##### MATERIAL TO PROCESS #####

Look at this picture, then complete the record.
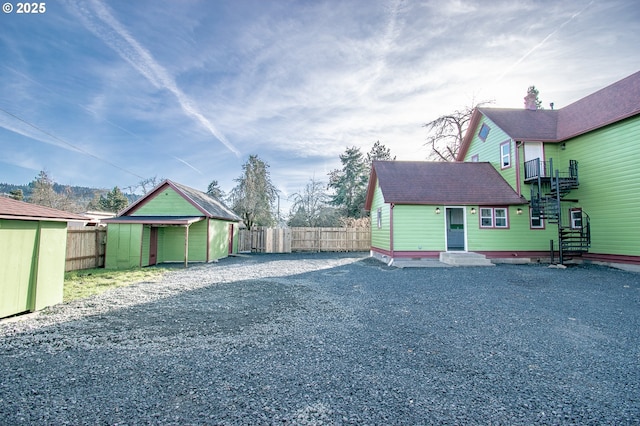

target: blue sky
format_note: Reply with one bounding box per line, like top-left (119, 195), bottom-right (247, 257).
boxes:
top-left (0, 0), bottom-right (640, 210)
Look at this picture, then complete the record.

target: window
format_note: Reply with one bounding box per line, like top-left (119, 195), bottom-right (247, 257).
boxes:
top-left (500, 141), bottom-right (511, 169)
top-left (529, 209), bottom-right (544, 229)
top-left (569, 209), bottom-right (582, 229)
top-left (478, 123), bottom-right (491, 142)
top-left (480, 207), bottom-right (509, 228)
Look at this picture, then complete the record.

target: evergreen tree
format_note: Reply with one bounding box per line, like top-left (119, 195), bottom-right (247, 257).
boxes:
top-left (329, 146), bottom-right (369, 218)
top-left (92, 186), bottom-right (129, 213)
top-left (29, 170), bottom-right (59, 209)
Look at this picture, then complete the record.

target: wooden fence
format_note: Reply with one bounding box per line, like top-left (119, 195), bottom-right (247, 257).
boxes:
top-left (64, 228), bottom-right (107, 272)
top-left (239, 227), bottom-right (371, 253)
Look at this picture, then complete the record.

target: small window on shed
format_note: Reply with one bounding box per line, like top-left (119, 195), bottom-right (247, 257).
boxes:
top-left (500, 141), bottom-right (511, 169)
top-left (478, 123), bottom-right (491, 142)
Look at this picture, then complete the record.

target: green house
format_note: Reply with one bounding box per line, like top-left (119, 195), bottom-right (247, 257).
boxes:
top-left (102, 180), bottom-right (240, 269)
top-left (365, 161), bottom-right (529, 264)
top-left (366, 72), bottom-right (640, 270)
top-left (458, 72), bottom-right (640, 268)
top-left (0, 197), bottom-right (88, 318)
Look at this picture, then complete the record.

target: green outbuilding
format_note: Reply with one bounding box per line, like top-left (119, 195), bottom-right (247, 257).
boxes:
top-left (0, 197), bottom-right (87, 318)
top-left (102, 180), bottom-right (240, 269)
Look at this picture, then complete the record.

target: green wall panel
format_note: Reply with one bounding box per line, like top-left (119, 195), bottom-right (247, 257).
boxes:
top-left (0, 220), bottom-right (67, 318)
top-left (209, 219), bottom-right (231, 260)
top-left (563, 117), bottom-right (640, 256)
top-left (132, 188), bottom-right (204, 216)
top-left (105, 223), bottom-right (142, 269)
top-left (0, 219), bottom-right (38, 318)
top-left (371, 181), bottom-right (391, 250)
top-left (393, 205), bottom-right (445, 251)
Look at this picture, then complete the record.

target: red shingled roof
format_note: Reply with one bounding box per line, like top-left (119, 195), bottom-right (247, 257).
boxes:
top-left (0, 197), bottom-right (89, 222)
top-left (365, 161), bottom-right (527, 210)
top-left (457, 71), bottom-right (640, 160)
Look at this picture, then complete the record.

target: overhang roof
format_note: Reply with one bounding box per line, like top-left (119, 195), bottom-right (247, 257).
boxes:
top-left (119, 179), bottom-right (241, 223)
top-left (365, 161), bottom-right (527, 210)
top-left (0, 197), bottom-right (90, 222)
top-left (457, 71), bottom-right (640, 160)
top-left (101, 216), bottom-right (205, 225)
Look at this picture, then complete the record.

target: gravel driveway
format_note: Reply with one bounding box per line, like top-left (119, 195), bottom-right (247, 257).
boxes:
top-left (0, 253), bottom-right (640, 425)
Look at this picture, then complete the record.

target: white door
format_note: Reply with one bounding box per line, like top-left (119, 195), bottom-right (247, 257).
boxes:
top-left (524, 142), bottom-right (547, 177)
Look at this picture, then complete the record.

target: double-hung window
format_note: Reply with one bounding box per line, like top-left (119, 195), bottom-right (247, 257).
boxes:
top-left (500, 140), bottom-right (511, 169)
top-left (478, 123), bottom-right (491, 142)
top-left (480, 207), bottom-right (509, 228)
top-left (529, 209), bottom-right (544, 229)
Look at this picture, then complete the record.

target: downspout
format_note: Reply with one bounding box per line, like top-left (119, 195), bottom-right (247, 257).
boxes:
top-left (389, 203), bottom-right (396, 262)
top-left (205, 217), bottom-right (211, 263)
top-left (516, 141), bottom-right (523, 197)
top-left (184, 225), bottom-right (189, 268)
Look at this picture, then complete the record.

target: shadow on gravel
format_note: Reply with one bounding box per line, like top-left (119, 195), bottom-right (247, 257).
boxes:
top-left (0, 254), bottom-right (640, 424)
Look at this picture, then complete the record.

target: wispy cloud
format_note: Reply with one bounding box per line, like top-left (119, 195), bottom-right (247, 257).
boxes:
top-left (495, 0), bottom-right (593, 83)
top-left (65, 0), bottom-right (240, 156)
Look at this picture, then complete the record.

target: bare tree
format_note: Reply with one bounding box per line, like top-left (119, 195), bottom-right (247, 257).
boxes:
top-left (289, 176), bottom-right (329, 227)
top-left (229, 155), bottom-right (277, 228)
top-left (424, 101), bottom-right (493, 161)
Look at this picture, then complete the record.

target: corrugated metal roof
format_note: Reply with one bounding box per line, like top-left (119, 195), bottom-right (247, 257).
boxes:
top-left (367, 161), bottom-right (527, 208)
top-left (0, 197), bottom-right (89, 222)
top-left (101, 216), bottom-right (205, 225)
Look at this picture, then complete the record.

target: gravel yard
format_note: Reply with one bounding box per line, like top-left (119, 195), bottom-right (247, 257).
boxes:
top-left (0, 253), bottom-right (640, 425)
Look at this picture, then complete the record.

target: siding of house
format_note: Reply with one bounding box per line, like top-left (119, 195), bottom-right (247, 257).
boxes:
top-left (563, 117), bottom-right (640, 256)
top-left (131, 187), bottom-right (204, 216)
top-left (140, 226), bottom-right (151, 266)
top-left (0, 219), bottom-right (67, 318)
top-left (393, 205), bottom-right (446, 252)
top-left (209, 220), bottom-right (232, 260)
top-left (467, 206), bottom-right (557, 254)
top-left (105, 223), bottom-right (142, 269)
top-left (371, 181), bottom-right (391, 250)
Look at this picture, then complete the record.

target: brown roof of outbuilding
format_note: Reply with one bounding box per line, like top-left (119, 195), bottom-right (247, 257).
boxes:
top-left (457, 71), bottom-right (640, 160)
top-left (365, 161), bottom-right (527, 210)
top-left (0, 197), bottom-right (89, 222)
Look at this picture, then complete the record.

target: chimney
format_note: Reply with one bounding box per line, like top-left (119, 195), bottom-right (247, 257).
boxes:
top-left (524, 93), bottom-right (538, 111)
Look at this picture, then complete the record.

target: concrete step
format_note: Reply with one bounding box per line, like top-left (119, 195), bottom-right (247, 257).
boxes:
top-left (440, 251), bottom-right (496, 266)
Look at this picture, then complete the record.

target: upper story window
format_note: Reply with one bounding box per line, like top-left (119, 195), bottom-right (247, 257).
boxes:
top-left (478, 123), bottom-right (491, 142)
top-left (480, 207), bottom-right (509, 228)
top-left (500, 140), bottom-right (511, 169)
top-left (529, 209), bottom-right (544, 229)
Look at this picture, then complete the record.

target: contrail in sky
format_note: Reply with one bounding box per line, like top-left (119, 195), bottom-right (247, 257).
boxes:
top-left (496, 0), bottom-right (593, 83)
top-left (67, 0), bottom-right (240, 157)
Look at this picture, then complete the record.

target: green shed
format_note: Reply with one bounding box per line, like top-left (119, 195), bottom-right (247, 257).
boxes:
top-left (0, 197), bottom-right (87, 318)
top-left (102, 180), bottom-right (240, 269)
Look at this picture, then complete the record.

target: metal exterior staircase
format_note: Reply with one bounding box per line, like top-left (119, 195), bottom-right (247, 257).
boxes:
top-left (525, 158), bottom-right (591, 264)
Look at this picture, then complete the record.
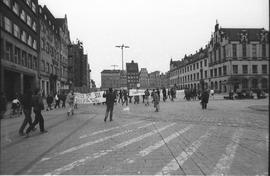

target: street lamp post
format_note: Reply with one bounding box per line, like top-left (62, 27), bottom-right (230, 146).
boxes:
top-left (115, 44), bottom-right (129, 71)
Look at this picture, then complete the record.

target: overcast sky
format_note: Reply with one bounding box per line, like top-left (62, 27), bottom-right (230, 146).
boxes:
top-left (39, 0), bottom-right (269, 87)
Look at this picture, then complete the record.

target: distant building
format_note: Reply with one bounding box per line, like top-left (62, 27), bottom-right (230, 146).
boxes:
top-left (149, 71), bottom-right (160, 89)
top-left (126, 60), bottom-right (140, 89)
top-left (0, 0), bottom-right (39, 100)
top-left (140, 68), bottom-right (149, 89)
top-left (170, 24), bottom-right (269, 92)
top-left (68, 41), bottom-right (89, 87)
top-left (101, 70), bottom-right (121, 90)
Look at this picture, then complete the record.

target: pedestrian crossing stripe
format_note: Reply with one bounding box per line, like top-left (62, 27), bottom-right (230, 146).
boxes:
top-left (45, 123), bottom-right (176, 175)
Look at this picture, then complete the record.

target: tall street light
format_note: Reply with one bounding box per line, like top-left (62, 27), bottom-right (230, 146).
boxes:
top-left (115, 44), bottom-right (129, 71)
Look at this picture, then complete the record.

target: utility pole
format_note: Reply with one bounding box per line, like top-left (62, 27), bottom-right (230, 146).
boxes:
top-left (115, 44), bottom-right (129, 71)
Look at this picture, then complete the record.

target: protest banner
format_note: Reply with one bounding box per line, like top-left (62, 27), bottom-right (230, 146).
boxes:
top-left (74, 91), bottom-right (106, 104)
top-left (129, 89), bottom-right (145, 96)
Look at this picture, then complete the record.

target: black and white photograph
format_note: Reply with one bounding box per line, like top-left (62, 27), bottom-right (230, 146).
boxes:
top-left (0, 0), bottom-right (270, 176)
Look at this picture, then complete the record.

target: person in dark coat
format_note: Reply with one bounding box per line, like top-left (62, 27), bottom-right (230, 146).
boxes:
top-left (201, 90), bottom-right (209, 109)
top-left (19, 90), bottom-right (32, 136)
top-left (46, 94), bottom-right (53, 111)
top-left (25, 89), bottom-right (48, 137)
top-left (103, 88), bottom-right (116, 122)
top-left (0, 92), bottom-right (7, 119)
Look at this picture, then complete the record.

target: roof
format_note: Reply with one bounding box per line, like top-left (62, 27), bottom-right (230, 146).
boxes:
top-left (101, 70), bottom-right (121, 74)
top-left (126, 61), bottom-right (139, 73)
top-left (220, 28), bottom-right (265, 41)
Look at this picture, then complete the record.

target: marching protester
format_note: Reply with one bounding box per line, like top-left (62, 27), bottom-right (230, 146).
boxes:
top-left (122, 90), bottom-right (128, 106)
top-left (0, 92), bottom-right (7, 119)
top-left (103, 88), bottom-right (116, 122)
top-left (144, 89), bottom-right (150, 106)
top-left (19, 90), bottom-right (32, 136)
top-left (46, 94), bottom-right (53, 111)
top-left (54, 93), bottom-right (60, 109)
top-left (162, 87), bottom-right (167, 102)
top-left (153, 91), bottom-right (160, 112)
top-left (25, 89), bottom-right (48, 138)
top-left (67, 90), bottom-right (75, 116)
top-left (201, 90), bottom-right (209, 109)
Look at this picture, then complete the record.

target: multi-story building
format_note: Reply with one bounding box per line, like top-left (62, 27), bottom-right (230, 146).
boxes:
top-left (68, 41), bottom-right (89, 87)
top-left (101, 70), bottom-right (121, 90)
top-left (149, 71), bottom-right (160, 89)
top-left (0, 0), bottom-right (39, 100)
top-left (126, 60), bottom-right (140, 89)
top-left (170, 24), bottom-right (269, 92)
top-left (39, 6), bottom-right (61, 96)
top-left (140, 68), bottom-right (149, 89)
top-left (56, 15), bottom-right (70, 89)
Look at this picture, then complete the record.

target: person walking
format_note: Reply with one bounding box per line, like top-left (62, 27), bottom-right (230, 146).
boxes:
top-left (144, 89), bottom-right (150, 106)
top-left (103, 88), bottom-right (116, 122)
top-left (25, 89), bottom-right (48, 137)
top-left (153, 91), bottom-right (160, 112)
top-left (201, 90), bottom-right (209, 109)
top-left (162, 87), bottom-right (167, 102)
top-left (54, 93), bottom-right (60, 109)
top-left (46, 94), bottom-right (53, 111)
top-left (0, 92), bottom-right (7, 119)
top-left (19, 90), bottom-right (32, 136)
top-left (67, 90), bottom-right (75, 116)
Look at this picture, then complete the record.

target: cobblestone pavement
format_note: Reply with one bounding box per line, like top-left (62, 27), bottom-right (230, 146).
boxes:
top-left (1, 99), bottom-right (269, 175)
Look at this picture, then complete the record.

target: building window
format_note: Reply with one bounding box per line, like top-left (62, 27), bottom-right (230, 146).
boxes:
top-left (26, 0), bottom-right (31, 7)
top-left (214, 68), bottom-right (217, 77)
top-left (21, 31), bottom-right (26, 43)
top-left (242, 43), bottom-right (247, 59)
top-left (32, 22), bottom-right (37, 32)
top-left (262, 65), bottom-right (267, 74)
top-left (28, 54), bottom-right (33, 69)
top-left (4, 17), bottom-right (12, 33)
top-left (242, 79), bottom-right (248, 89)
top-left (218, 67), bottom-right (222, 76)
top-left (242, 65), bottom-right (248, 74)
top-left (13, 24), bottom-right (20, 39)
top-left (233, 65), bottom-right (238, 74)
top-left (223, 65), bottom-right (227, 76)
top-left (4, 0), bottom-right (10, 7)
top-left (27, 15), bottom-right (32, 27)
top-left (40, 60), bottom-right (45, 72)
top-left (22, 51), bottom-right (27, 66)
top-left (252, 79), bottom-right (258, 89)
top-left (252, 44), bottom-right (257, 59)
top-left (233, 44), bottom-right (237, 59)
top-left (21, 10), bottom-right (26, 21)
top-left (14, 47), bottom-right (20, 64)
top-left (33, 40), bottom-right (37, 49)
top-left (6, 42), bottom-right (13, 61)
top-left (262, 43), bottom-right (266, 58)
top-left (27, 35), bottom-right (32, 47)
top-left (12, 2), bottom-right (19, 15)
top-left (32, 2), bottom-right (36, 13)
top-left (252, 65), bottom-right (258, 74)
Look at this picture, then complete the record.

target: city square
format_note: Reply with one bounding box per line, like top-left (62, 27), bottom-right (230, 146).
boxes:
top-left (1, 95), bottom-right (269, 175)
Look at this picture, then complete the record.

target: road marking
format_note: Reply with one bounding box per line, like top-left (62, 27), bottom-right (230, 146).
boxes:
top-left (80, 121), bottom-right (143, 139)
top-left (127, 125), bottom-right (193, 164)
top-left (155, 127), bottom-right (216, 175)
top-left (211, 128), bottom-right (243, 175)
top-left (45, 123), bottom-right (176, 175)
top-left (41, 123), bottom-right (152, 162)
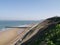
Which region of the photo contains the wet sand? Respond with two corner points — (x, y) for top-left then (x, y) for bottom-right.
(0, 23), (34, 45)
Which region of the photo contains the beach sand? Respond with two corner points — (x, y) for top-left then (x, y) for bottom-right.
(0, 28), (25, 45)
(0, 24), (34, 45)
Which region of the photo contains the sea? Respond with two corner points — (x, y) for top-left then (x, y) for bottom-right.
(0, 20), (39, 31)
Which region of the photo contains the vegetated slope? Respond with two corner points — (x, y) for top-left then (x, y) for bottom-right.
(22, 17), (60, 45)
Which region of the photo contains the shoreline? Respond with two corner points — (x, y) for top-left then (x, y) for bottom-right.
(0, 24), (35, 45)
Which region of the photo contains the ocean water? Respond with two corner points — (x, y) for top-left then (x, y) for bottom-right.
(0, 20), (39, 31)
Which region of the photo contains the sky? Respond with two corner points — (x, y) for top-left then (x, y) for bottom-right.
(0, 0), (60, 20)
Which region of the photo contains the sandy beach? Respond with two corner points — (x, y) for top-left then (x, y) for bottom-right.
(0, 25), (32, 45)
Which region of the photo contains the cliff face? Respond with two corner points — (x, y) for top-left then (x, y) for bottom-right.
(21, 17), (60, 45)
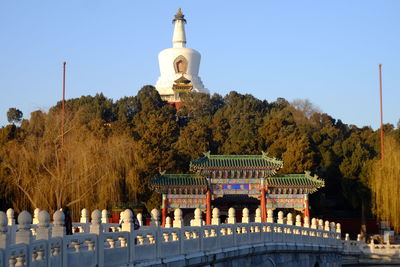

#####

• [PROMPT] Pull out every line of the rows above that contains the string "street". The match is case-sensitive.

• [TASK RESPONSE]
target: street lamp post
target: tall street light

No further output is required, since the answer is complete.